• DATASET CONTENT:
● ● ● ●

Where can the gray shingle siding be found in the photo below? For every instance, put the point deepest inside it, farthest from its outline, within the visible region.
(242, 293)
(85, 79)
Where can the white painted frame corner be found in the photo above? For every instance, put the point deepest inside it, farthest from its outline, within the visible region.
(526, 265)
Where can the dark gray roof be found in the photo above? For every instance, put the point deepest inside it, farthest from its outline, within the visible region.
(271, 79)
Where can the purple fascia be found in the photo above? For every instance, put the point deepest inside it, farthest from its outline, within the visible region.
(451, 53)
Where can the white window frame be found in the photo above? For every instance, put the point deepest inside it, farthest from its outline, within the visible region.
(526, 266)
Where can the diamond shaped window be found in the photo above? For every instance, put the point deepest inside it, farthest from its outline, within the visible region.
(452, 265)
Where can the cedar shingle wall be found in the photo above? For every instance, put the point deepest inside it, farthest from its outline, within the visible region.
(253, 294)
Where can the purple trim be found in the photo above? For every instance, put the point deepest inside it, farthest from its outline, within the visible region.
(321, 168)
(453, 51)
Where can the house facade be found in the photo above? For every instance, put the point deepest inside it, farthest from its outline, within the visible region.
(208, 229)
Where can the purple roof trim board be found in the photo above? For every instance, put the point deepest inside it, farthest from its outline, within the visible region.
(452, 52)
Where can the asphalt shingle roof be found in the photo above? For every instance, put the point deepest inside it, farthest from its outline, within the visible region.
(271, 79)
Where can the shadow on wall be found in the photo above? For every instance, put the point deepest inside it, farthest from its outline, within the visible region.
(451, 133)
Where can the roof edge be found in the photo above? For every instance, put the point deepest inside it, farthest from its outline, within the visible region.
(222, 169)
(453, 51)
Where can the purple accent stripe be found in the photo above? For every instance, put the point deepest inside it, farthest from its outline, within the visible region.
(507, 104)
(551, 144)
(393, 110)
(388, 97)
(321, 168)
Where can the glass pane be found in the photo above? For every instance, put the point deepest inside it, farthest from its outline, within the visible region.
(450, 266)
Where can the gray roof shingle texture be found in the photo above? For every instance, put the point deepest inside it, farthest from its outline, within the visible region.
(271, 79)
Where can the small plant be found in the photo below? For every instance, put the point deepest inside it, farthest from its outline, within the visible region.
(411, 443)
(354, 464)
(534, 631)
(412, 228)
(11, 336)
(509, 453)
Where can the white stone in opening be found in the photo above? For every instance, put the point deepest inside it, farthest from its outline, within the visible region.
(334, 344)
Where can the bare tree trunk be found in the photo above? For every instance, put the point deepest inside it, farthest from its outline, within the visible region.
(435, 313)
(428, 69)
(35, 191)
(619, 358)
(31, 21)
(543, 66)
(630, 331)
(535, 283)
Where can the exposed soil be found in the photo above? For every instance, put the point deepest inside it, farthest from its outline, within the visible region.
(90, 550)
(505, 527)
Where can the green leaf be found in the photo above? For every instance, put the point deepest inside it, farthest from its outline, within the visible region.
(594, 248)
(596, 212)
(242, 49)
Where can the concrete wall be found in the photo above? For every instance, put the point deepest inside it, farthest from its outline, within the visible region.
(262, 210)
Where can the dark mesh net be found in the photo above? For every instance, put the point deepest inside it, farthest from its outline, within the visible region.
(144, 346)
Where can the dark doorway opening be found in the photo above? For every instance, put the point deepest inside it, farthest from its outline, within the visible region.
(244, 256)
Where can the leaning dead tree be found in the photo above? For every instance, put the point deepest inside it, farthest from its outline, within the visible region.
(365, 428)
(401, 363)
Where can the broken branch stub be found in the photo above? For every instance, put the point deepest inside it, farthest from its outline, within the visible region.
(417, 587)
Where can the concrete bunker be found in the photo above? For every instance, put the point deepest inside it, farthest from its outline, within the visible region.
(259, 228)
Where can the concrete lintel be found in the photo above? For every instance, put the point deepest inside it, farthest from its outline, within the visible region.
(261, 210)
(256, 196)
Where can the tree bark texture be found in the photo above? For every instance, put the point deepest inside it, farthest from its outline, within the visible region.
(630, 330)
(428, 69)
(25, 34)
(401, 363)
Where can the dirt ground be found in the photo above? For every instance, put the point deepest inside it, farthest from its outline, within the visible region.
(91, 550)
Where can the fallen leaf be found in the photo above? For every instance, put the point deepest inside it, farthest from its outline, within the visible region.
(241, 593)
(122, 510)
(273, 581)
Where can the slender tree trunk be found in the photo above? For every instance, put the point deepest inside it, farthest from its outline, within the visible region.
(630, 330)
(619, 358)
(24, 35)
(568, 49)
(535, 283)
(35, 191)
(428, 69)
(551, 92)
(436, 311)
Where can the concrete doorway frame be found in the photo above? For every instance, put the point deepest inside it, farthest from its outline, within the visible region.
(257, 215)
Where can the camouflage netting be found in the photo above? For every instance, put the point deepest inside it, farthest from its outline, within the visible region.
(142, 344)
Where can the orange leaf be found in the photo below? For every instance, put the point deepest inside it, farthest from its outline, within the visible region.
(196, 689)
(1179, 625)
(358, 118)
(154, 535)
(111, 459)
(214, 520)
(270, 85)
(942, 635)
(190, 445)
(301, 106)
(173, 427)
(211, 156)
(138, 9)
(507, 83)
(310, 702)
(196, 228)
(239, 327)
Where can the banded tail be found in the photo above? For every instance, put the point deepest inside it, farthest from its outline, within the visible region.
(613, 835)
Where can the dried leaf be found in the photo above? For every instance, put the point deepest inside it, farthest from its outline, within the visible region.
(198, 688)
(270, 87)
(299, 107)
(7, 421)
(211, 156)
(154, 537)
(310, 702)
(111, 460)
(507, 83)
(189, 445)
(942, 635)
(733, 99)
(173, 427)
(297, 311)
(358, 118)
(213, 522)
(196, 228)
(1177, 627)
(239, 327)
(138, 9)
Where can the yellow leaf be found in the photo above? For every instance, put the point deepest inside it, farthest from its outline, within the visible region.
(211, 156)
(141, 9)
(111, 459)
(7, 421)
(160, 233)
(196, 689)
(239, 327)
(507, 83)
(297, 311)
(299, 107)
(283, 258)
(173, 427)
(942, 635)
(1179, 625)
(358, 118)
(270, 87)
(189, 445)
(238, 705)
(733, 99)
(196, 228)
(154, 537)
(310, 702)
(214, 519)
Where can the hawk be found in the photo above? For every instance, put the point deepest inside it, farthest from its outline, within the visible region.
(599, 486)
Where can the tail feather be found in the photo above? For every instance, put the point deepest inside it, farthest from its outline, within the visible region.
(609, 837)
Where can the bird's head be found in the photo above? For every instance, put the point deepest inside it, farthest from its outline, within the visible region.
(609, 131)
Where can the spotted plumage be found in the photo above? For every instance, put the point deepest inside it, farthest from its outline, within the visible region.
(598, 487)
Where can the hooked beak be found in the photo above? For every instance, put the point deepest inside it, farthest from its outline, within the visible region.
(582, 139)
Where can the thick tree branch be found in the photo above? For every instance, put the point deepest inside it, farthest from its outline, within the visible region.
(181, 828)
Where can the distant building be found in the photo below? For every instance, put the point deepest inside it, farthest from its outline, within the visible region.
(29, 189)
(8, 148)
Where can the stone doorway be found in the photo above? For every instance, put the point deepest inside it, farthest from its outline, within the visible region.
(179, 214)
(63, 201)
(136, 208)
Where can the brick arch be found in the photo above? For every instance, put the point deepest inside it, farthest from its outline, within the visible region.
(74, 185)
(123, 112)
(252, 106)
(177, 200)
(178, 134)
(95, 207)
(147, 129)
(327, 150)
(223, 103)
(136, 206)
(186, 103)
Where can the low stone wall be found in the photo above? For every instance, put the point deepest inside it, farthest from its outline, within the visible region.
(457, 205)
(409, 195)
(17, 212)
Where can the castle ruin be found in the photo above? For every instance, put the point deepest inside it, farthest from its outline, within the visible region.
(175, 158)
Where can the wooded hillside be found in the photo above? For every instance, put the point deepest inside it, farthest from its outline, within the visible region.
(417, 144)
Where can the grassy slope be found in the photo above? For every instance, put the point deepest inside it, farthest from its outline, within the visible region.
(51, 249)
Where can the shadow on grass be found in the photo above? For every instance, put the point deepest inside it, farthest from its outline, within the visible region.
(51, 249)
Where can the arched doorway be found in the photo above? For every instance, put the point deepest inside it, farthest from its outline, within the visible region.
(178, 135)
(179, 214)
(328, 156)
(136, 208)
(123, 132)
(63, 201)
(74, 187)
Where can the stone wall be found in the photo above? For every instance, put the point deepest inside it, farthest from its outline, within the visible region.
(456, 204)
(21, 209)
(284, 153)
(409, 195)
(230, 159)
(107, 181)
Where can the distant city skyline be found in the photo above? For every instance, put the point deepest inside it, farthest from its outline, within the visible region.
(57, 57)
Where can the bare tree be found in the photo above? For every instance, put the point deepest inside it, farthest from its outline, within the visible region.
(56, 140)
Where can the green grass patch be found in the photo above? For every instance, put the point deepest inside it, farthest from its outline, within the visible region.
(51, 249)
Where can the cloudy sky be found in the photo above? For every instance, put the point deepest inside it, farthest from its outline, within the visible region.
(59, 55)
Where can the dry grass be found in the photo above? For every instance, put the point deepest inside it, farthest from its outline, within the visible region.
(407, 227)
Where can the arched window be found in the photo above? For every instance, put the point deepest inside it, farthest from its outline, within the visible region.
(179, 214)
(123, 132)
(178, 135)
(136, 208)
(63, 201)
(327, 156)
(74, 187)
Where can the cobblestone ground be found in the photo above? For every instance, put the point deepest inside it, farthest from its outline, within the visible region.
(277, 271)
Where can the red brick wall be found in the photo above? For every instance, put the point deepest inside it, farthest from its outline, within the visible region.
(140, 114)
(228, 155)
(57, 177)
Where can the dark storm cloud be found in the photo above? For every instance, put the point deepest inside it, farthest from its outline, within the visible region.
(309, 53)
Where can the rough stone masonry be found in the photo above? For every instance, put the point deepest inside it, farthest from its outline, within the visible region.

● ● ● ●

• EXERCISE DIRECTIONS:
With the line containing "Where can the dark storm" as the start, transcribe each line through the end of the listing above, exactly and only.

• SOLUTION FOR THIS TASK:
Where can the dark storm cloud be found in the photo above? For every instance, put the point deepest inside it, farthest from its outline, within the visible region.
(309, 53)
Where can the rough stone masonry be found in the photo above? For every instance, put the point deepest inside it, farthest from its outline, within the visible region.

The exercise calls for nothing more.